• **Dados extraídos de uma coleção**
* * *

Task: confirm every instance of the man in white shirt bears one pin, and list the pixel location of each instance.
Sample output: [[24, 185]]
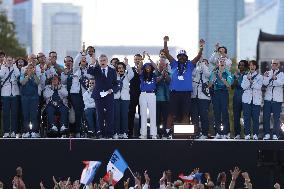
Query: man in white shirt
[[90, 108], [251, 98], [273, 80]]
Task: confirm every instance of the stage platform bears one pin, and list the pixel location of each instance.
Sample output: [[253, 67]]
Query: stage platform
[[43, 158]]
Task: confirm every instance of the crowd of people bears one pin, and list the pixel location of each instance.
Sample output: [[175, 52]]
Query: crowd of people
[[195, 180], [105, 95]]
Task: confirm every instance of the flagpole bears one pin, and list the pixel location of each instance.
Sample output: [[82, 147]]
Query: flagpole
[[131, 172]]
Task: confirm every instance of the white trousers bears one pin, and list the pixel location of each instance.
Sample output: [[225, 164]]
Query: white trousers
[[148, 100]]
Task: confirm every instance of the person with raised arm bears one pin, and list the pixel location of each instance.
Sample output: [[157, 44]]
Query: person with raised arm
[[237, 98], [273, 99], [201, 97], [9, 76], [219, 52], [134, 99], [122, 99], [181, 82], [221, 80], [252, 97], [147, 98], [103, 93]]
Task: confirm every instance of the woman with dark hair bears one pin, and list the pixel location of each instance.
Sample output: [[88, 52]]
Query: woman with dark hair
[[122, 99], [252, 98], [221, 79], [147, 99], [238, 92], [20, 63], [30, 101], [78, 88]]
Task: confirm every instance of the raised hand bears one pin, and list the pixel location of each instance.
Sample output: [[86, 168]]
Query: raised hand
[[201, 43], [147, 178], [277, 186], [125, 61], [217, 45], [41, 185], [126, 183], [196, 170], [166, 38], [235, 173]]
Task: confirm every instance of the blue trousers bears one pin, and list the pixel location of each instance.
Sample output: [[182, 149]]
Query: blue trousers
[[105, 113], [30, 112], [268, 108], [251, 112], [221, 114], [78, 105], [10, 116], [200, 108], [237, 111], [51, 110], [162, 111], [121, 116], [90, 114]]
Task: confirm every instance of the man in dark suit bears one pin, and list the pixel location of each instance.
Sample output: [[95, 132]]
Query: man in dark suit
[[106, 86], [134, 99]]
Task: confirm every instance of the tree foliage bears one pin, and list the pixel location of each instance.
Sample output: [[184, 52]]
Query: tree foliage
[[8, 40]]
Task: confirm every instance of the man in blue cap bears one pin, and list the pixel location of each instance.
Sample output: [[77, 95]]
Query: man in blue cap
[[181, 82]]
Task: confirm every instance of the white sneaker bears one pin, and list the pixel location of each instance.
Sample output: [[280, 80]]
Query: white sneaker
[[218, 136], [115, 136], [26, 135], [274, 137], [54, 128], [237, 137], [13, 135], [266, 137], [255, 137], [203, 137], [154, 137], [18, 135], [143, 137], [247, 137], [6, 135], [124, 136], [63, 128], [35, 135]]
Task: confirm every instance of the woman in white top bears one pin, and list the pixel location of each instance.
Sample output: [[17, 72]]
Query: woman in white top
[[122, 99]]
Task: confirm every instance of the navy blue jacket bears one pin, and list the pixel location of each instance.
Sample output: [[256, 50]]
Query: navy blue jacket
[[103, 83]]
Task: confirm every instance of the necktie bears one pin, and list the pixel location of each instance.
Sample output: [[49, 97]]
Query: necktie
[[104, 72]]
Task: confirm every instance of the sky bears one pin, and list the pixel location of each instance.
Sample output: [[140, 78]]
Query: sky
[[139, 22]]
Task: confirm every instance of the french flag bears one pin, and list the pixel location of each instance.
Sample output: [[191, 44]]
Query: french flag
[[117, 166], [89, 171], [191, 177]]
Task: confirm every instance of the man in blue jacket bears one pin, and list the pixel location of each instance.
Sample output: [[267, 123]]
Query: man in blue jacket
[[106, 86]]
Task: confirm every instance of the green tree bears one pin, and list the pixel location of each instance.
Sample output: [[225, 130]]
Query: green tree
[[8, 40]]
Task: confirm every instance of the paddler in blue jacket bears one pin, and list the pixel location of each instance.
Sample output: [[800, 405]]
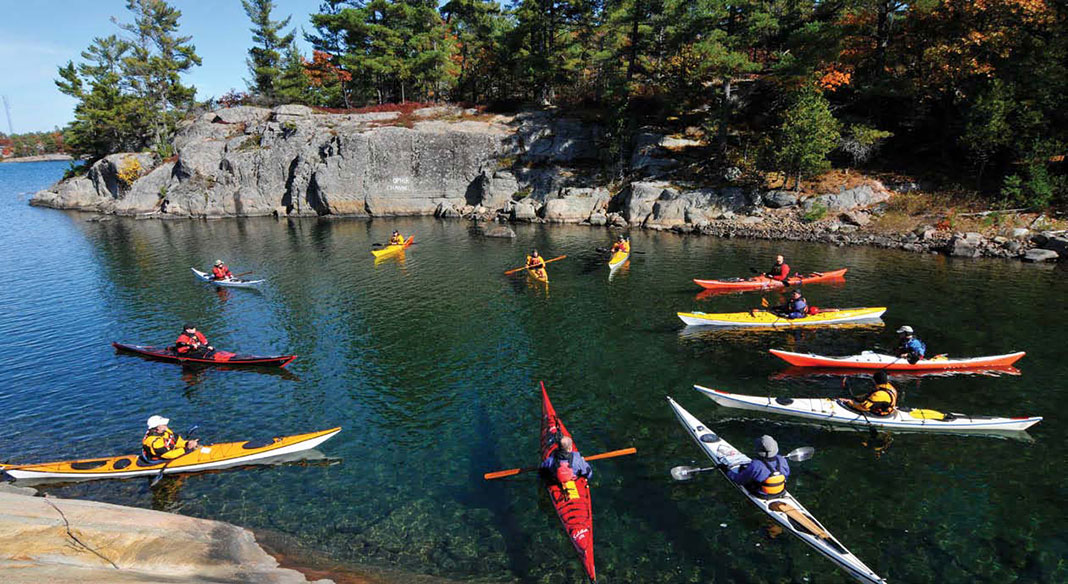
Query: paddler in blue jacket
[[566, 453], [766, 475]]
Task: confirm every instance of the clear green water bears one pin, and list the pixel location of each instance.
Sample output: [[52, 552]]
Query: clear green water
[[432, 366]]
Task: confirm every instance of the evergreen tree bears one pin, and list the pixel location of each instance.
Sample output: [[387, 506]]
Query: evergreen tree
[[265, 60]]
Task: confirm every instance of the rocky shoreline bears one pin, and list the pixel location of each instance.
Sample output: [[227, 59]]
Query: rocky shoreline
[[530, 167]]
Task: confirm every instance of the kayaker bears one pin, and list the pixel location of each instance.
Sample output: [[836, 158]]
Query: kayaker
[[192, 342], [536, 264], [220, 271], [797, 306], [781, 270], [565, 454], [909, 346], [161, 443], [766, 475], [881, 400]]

* * *

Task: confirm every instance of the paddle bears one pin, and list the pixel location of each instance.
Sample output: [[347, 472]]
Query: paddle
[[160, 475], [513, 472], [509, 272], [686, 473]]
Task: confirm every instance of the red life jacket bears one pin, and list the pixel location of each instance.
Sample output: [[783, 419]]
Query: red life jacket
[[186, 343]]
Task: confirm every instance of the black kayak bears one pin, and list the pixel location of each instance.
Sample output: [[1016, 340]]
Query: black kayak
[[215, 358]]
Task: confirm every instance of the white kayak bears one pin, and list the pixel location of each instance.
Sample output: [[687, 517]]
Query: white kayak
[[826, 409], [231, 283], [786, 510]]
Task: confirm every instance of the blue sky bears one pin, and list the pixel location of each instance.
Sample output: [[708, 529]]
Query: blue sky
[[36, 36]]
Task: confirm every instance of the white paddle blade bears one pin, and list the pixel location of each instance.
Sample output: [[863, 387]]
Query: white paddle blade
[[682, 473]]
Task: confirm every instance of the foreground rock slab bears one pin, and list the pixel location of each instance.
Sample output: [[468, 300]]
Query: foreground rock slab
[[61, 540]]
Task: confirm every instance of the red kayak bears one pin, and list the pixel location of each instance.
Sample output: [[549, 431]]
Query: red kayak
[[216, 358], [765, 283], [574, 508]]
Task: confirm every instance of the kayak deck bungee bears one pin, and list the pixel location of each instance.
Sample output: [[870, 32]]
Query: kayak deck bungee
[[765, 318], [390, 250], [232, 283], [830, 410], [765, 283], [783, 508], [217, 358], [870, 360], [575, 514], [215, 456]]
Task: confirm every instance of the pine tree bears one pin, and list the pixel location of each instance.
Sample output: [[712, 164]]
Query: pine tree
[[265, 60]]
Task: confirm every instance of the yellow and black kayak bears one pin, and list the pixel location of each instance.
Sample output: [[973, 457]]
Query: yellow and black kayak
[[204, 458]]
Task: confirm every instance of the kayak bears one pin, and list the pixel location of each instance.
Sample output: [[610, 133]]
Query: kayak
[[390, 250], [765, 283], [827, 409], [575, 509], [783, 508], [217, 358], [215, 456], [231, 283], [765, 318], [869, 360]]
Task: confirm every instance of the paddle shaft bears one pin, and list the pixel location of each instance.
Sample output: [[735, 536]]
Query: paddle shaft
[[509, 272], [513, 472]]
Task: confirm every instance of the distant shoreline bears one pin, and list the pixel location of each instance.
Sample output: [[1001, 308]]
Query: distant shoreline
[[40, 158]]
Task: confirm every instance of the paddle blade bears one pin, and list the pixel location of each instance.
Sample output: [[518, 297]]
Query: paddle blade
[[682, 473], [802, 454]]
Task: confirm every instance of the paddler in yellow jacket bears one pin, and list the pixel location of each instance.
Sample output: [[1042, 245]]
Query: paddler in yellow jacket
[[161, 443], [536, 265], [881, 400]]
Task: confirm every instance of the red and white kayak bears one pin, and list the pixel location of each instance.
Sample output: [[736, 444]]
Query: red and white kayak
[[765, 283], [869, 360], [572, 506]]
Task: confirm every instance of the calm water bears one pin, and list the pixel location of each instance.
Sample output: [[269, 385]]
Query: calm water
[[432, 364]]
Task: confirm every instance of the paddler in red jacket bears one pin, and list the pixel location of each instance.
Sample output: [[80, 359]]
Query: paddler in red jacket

* * *

• **Instrução**
Reescreva como uma lista JSON de strings as linhas acima, desde a que contém "Task: confirm every instance of the white trousers" até a que contém "[[106, 86], [134, 99]]", ambas incluídas, com uma string para cada linha e sem as linhas em branco.

• **Resposta escrita**
[
  "Task: confirm every instance of the white trousers bears one pin, and list the pixel location of each instance.",
  "Sample output: [[225, 164]]",
  "Query: white trousers",
  "[[148, 100]]",
  "Task: confirm every instance of the person with raised arm bears one pin, and list the pixel location of each instance.",
  "Sample output: [[157, 44]]",
  "Query: person with raised arm",
  "[[237, 98], [273, 99], [201, 97], [9, 76], [219, 52], [134, 99], [122, 99], [181, 82], [221, 80], [252, 97], [147, 98], [103, 93]]",
  "Task: confirm every instance of the woman with dark hair bears one pin, and list the pixel location of each instance.",
  "Sample output: [[88, 52]]",
  "Query: woman with dark hair",
  "[[122, 99], [252, 98], [221, 79], [147, 99], [238, 92], [20, 63], [30, 101], [78, 88]]",
  "Task: confirm every instance of the raised hand bears one pin, and list the pixel location of each instance.",
  "Sample output: [[86, 168]]",
  "Query: raised hand",
  "[[201, 43], [147, 178], [277, 186], [125, 61], [217, 45], [41, 185], [126, 183], [196, 170], [166, 38], [235, 173]]",
  "Task: confirm every instance of the blue trousers bears one pin, and list the pixel location of each instance.",
  "Sample output: [[182, 149]]",
  "Query: blue trousers",
  "[[105, 113], [30, 112], [268, 108], [251, 112], [221, 114], [78, 105], [10, 116], [200, 108], [237, 111], [51, 110], [162, 111], [121, 116], [90, 114]]",
  "Task: confirm every instance of the man in dark suit bears one pin, and list the pixel location of each instance.",
  "Sample output: [[95, 132]]",
  "Query: man in dark suit",
  "[[106, 86], [134, 99]]"
]